» **WORK TASK**
Leave out every picture, and restate word for word only the lines from the one containing "Please mark the multi-storey" through the end of the material.

» **ENTRIES PROVIDED**
####################

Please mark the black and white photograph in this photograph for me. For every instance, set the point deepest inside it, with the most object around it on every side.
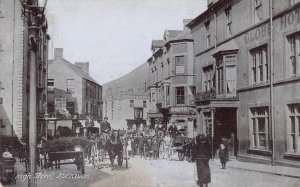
(149, 93)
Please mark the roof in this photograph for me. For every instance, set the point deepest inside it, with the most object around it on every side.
(173, 33)
(157, 43)
(76, 69)
(186, 34)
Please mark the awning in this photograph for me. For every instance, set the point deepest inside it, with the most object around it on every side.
(154, 115)
(96, 124)
(226, 47)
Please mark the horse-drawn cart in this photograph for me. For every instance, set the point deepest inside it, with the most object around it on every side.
(76, 158)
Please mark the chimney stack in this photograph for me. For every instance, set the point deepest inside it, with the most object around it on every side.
(185, 22)
(83, 65)
(58, 52)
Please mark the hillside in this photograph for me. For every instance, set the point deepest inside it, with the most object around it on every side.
(136, 79)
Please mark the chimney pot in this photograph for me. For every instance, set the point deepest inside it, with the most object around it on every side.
(58, 52)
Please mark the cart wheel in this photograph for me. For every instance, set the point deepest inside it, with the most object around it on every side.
(180, 155)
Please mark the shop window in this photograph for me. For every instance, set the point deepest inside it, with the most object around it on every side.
(180, 95)
(293, 128)
(259, 128)
(293, 65)
(70, 86)
(208, 123)
(208, 78)
(226, 75)
(71, 107)
(179, 61)
(259, 71)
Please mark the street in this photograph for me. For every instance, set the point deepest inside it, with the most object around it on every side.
(162, 173)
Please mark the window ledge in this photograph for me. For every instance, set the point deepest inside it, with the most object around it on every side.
(292, 156)
(259, 152)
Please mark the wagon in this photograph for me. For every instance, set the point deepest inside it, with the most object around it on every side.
(76, 158)
(180, 145)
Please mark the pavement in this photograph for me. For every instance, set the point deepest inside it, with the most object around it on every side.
(262, 168)
(146, 172)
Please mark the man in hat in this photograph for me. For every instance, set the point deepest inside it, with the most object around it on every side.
(105, 126)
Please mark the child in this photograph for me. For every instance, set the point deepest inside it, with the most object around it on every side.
(223, 154)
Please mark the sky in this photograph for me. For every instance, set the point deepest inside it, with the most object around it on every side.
(114, 36)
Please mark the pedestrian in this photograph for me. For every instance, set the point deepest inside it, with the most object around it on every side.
(202, 155)
(223, 154)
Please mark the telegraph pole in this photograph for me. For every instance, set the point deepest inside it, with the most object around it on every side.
(33, 32)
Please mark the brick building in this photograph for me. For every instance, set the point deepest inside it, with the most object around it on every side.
(171, 79)
(127, 108)
(234, 64)
(15, 71)
(71, 87)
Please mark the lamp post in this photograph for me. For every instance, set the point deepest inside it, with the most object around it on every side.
(35, 15)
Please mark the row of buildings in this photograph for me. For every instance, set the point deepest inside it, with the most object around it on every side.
(23, 40)
(60, 90)
(234, 72)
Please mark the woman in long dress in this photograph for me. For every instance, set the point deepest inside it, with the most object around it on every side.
(202, 155)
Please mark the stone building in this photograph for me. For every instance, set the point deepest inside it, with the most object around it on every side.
(128, 109)
(241, 76)
(71, 87)
(15, 46)
(171, 79)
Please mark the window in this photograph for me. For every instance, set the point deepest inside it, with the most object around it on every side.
(208, 41)
(131, 103)
(257, 11)
(220, 77)
(208, 78)
(208, 123)
(71, 107)
(228, 21)
(180, 95)
(293, 128)
(259, 128)
(1, 124)
(179, 62)
(138, 113)
(293, 54)
(70, 86)
(259, 65)
(294, 2)
(50, 85)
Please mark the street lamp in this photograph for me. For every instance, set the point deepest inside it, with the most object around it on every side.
(34, 13)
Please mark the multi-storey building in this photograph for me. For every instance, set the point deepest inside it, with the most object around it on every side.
(171, 79)
(127, 108)
(71, 87)
(17, 45)
(247, 77)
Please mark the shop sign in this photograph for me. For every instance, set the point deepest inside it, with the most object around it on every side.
(180, 109)
(60, 103)
(290, 19)
(137, 97)
(258, 33)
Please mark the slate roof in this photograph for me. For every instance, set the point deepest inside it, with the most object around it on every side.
(76, 69)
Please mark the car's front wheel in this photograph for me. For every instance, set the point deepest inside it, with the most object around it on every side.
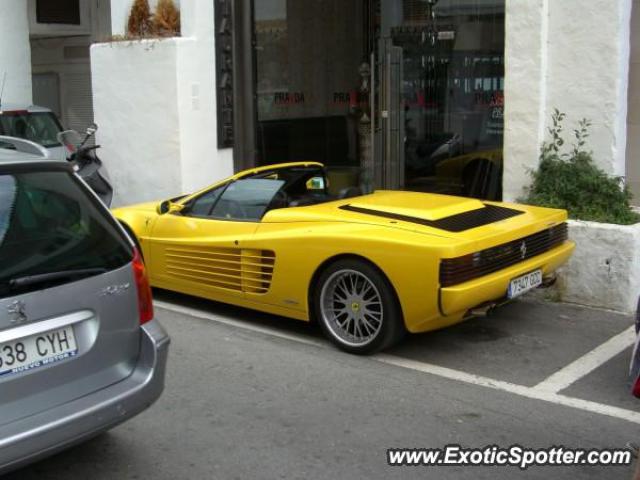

####################

» **WRITTEN SOLUTION**
Please mark the multi-storey building in this photograph for me. For every instance, set the point deepest inside it, with the most object around it on every side.
(171, 79)
(127, 108)
(71, 87)
(17, 45)
(247, 77)
Please mark the shop sign in this photograph for me. For every instance, set the point deepest inside it, with the most object around it on every side.
(180, 109)
(60, 103)
(290, 19)
(137, 97)
(258, 33)
Please mark the slate roof in this photograph for me. For every instance, set the point deepest inside it, with the most object around it on every side.
(76, 69)
Please mark the car's front wheel in this photograph for me. For every instance, set the point deepest inside it, with the most object around it on every side.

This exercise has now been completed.